Although the Government-run eleven-plus exam selection exam for all children had now been abolished, voluntary selection tests continue in certain areas, where some of the original grammar schools have been retained.  These areas include: Northern Ireland and some English counties and districts including Devon, Dorset, Kent, Buckinghamshire, Essex, Birmingham, Trafford, Wiltshire, North Yorkshire, Calderdale, Kirklees, Wirral, Warwickshire, Gloucestershire, Lincolnshire and some London boroughs such as Bexley, Kingston-upon-Thames and Redbridge.  There have been various (so far unsuccessful) attempts by campaigners to abolish all remaining grammar schools.  The remaining grammar schools are now thus still selective, typically taking the top 10-25% of those from the local catchment area.  Some of the still-existing grammar schools in the United Kingdom can trace their history back to earlier than the sixteenth century.

 Labour expanded a policy started by the Conservatives of creating specialist schools via the specialist schools programme. This new type of secondary school teaches the National Curriculum subjects plus a few specialist branches of knowledge (e.g. business studies) not found in most other schools.  These schools are allowed to select 10% of their pupils.
 Numbers: In 1997 there were 196 of these schools. In August 2002 there were 1000. By 2006 the plan was to have 2000, and the goal was to make all secondary schools specialist eventually.
 The Beacon Schools programme was established in England in 1998. Its aim was to identify high performing schools, in order to help them form partnerships with each other and to provide examples of effective practice for other schools. The programme was replaced in August 2005 with more broadly based programmes; the Leading Edge Partnership programme (for secondary schools) and Primary Strategy Learning Networks (PSLNs) (at the primary level).
 A new grade of Advanced Skills Teacher was created, with the intention that highly skilled teachers would be paid more if they accepted new posts with outreach duties beyond their own schools.
 City Academies were introduced. These are new schools, built on the site of, or taking over from existing failing schools. A city academy is an independent school within the state system. It is outside the control of the local education authority and set up with substantial funding from interested third parties, which might be businesses, charities or private individuals.
 Education Action Zones were introduced, which are deprived areas run by an action forum of people within that area with the intention of making that area's schools better.
 Vocational qualifications were renamed/restructured as follows:
 GNVQs became Vocational GCSEs and AVCEs.
 NVQs scope expanded so that a degree-equivalent NVQ was possible.
 The New Deal was introduced, which made advisors available to long-term unemployed (in the UK this is defined as being unemployed for more than 6 months) to give help and money to those who want to go back into Education.
 Introduced Literacy and Numeracy Hours into schools, and set targets for literacy and numeracy.
 Set Truancy targets.
 Set a maximum class size of 30 for 5-7 year olds.
 Introduced the EMA, (Education Maintenance Allowance), which is paid to those between 16 and 18 as an enticement to remain in full-time education and get A-Levels/AVCEs.
 A Performance Threshold was introduced in 2000 to allow experienced teachers access to  higher rates of pay on meeting a set of performance standards, including a standard of pupil attainment. The performance-related pay changes have been bitterly opposed by teaching unions, most notably the National Union of Teachers which challenged the Threshold scheme by legal action.
 Introduced Curriculum 2000, which reformed the Further Education system into the current structure of AS levels, A2 levels and Key Skills.
 Abolished the Assisted Places Scheme.

__Data rows__.
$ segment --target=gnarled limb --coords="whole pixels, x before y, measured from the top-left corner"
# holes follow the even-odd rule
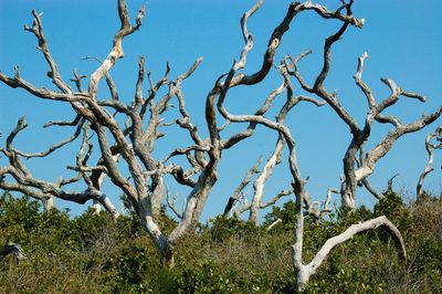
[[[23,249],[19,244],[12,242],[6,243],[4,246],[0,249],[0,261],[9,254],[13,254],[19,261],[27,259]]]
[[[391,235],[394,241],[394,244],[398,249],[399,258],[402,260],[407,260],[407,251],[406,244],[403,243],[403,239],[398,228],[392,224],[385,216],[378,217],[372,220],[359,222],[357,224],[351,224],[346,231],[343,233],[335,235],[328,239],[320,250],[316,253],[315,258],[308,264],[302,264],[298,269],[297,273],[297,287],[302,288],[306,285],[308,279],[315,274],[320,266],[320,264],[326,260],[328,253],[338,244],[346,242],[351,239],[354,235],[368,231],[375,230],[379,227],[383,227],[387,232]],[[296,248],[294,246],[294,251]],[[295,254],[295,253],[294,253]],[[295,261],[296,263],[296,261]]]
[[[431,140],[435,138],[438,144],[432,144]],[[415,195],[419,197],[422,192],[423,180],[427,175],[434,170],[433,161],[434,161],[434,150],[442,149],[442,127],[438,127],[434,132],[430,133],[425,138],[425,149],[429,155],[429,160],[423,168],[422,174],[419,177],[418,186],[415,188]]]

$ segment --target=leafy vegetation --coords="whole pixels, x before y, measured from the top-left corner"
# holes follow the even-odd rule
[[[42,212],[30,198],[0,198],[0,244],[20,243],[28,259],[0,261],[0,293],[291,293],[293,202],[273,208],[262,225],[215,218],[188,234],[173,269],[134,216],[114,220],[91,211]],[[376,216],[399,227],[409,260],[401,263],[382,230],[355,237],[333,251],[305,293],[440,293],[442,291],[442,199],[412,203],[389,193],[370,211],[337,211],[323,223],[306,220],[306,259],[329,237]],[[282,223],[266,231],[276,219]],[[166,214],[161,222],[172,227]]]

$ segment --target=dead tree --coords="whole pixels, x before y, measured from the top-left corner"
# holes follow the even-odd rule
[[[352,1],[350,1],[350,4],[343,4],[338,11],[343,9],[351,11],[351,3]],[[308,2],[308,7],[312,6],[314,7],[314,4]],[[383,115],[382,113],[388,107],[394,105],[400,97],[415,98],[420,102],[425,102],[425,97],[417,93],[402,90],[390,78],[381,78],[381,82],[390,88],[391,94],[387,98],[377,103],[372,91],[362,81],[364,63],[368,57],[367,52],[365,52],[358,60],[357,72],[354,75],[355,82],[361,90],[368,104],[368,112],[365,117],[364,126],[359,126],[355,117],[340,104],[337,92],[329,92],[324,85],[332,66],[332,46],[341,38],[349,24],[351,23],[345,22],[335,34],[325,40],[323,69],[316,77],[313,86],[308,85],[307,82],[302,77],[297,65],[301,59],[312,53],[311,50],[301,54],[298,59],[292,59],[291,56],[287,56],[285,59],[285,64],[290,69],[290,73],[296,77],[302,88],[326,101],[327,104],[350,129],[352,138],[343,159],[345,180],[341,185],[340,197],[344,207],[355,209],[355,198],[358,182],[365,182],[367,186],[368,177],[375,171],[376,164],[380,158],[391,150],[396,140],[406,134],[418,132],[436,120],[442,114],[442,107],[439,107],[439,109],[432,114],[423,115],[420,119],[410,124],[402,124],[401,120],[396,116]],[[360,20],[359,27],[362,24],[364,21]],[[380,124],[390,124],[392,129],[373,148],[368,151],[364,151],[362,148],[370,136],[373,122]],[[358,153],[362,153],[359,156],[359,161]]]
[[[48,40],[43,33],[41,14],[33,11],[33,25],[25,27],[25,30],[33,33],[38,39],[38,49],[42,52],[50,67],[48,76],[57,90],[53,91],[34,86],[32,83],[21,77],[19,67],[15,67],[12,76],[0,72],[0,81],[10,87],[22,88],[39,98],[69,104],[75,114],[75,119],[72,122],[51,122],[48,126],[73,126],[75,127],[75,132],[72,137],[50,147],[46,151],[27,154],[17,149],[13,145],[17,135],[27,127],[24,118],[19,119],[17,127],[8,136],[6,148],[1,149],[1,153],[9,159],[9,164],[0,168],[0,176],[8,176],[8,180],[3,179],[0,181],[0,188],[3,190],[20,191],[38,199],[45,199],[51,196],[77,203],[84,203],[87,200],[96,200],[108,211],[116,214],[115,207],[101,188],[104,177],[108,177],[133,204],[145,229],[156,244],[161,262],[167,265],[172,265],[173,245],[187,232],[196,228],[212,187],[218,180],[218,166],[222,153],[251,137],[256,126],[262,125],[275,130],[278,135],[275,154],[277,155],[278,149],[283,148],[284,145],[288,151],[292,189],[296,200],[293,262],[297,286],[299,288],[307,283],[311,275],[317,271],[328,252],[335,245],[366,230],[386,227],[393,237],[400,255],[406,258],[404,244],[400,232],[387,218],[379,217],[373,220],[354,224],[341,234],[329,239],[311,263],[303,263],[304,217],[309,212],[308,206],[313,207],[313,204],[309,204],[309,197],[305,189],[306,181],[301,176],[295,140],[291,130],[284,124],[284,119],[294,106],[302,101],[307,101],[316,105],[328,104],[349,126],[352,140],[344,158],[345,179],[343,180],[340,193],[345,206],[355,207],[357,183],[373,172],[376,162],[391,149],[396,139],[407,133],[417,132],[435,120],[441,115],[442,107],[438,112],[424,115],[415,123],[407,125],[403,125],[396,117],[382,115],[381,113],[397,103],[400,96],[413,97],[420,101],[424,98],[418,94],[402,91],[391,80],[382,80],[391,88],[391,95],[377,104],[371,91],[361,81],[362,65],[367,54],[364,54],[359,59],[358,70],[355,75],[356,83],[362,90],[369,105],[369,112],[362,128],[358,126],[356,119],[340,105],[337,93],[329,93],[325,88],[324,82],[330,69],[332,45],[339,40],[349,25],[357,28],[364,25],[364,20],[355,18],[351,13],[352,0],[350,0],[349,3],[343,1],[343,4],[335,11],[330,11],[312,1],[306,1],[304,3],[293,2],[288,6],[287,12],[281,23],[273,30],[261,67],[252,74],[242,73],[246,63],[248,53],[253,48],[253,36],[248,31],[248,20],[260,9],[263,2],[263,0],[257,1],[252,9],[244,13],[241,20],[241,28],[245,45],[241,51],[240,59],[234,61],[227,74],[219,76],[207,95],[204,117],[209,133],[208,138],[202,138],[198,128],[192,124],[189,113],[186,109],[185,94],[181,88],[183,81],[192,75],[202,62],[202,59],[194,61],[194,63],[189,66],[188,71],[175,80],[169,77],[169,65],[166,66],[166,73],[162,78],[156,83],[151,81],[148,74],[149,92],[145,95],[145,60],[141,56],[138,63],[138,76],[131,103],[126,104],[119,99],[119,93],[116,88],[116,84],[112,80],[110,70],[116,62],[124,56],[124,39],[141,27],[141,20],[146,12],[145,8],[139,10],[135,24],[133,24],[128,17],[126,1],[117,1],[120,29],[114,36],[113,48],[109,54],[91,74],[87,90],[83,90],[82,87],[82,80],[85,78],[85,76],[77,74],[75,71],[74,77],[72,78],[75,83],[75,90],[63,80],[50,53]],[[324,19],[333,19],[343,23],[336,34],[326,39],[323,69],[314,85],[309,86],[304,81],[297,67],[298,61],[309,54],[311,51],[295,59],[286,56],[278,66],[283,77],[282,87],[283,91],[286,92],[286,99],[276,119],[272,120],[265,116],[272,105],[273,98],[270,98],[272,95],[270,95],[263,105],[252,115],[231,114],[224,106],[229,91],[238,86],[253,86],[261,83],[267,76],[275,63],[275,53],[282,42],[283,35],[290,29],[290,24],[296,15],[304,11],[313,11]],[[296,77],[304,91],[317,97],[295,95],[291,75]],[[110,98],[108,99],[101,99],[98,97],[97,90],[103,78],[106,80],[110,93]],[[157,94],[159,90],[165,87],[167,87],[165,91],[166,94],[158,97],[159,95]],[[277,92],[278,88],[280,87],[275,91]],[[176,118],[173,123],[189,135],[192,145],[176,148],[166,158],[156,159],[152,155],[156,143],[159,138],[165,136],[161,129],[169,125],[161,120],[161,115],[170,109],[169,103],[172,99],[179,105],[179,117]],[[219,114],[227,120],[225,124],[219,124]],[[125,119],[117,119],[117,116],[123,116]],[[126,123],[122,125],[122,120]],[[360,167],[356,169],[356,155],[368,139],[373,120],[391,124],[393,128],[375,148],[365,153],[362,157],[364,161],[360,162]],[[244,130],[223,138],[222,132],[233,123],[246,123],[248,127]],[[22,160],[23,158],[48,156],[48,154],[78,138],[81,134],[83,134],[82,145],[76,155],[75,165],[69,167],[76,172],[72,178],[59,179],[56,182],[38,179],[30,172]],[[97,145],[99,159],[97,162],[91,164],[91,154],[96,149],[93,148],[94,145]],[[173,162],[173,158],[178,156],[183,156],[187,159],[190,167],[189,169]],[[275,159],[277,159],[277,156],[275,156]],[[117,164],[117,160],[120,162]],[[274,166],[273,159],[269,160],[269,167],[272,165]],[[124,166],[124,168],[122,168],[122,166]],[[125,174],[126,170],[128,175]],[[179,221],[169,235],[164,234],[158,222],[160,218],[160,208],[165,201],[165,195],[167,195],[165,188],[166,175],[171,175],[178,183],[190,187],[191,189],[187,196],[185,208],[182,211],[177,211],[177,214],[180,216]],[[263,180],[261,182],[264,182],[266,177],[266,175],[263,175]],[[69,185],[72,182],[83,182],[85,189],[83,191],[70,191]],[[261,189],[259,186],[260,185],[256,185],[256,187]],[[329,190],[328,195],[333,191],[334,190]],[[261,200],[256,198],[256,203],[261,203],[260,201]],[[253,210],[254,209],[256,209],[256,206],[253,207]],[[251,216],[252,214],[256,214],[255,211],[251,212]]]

__Jobs__.
a - Answer the following from the extract on education policy in the United Kingdom:
(i) What percentage of their pupils are specialist schools allowed to select?
(ii) In what year was the Beacon Schools programme established in England?
(iii) What maximum class size was set for 5-7 year olds?
b - Reproduce the passage of the education policy extract from "Introduced the EMA, (Education" up to and including "Assisted Places Scheme.".
The entries bear no relation to the text.

__Final results__.
a -
(i) 10%
(ii) 1998
(iii) 30

b -
Introduced the EMA, (Education Maintenance Allowance), which is paid to those between 16 and 18 as an enticement to remain in full-time education and get A-Levels/AVCEs.
 A Performance Threshold was introduced in 2000 to allow experienced teachers access to  higher rates of pay on meeting a set of performance standards, including a standard of pupil attainment. The performance-related pay changes have been bitterly opposed by teaching unions, most notably the National Union of Teachers which challenged the Threshold scheme by legal action.
 Introduced Curriculum 2000, which reformed the Further Education system into the current structure of AS levels, A2 levels and Key Skills.
 Abolished the Assisted Places Scheme.